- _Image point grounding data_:
*** Block opens ***
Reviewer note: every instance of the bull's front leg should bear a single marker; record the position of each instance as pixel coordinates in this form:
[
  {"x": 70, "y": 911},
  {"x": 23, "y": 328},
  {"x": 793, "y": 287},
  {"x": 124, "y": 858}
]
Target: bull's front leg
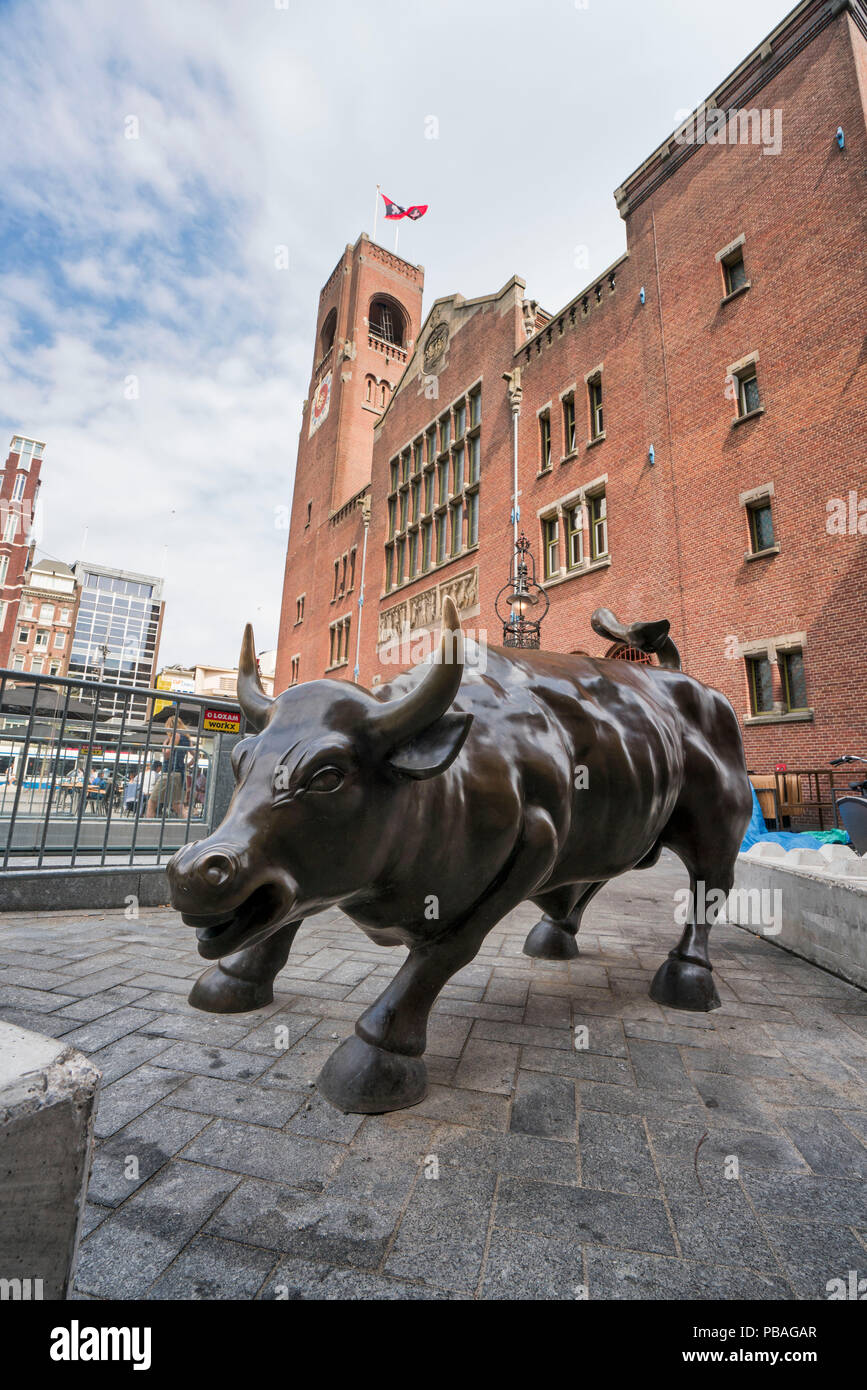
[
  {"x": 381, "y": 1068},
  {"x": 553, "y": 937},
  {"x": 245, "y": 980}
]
*** Block closes ***
- _Task goal_: Transcribe every line in the entries above, taking out only the images.

- _Exercise result_:
Reviewer note: every instance of the bull's front leg should bear a single marker; record the position of each instance as pixel coordinates in this form:
[
  {"x": 70, "y": 911},
  {"x": 23, "y": 328},
  {"x": 793, "y": 287},
  {"x": 124, "y": 858}
]
Target: bull's front leg
[
  {"x": 381, "y": 1068},
  {"x": 553, "y": 937},
  {"x": 245, "y": 980}
]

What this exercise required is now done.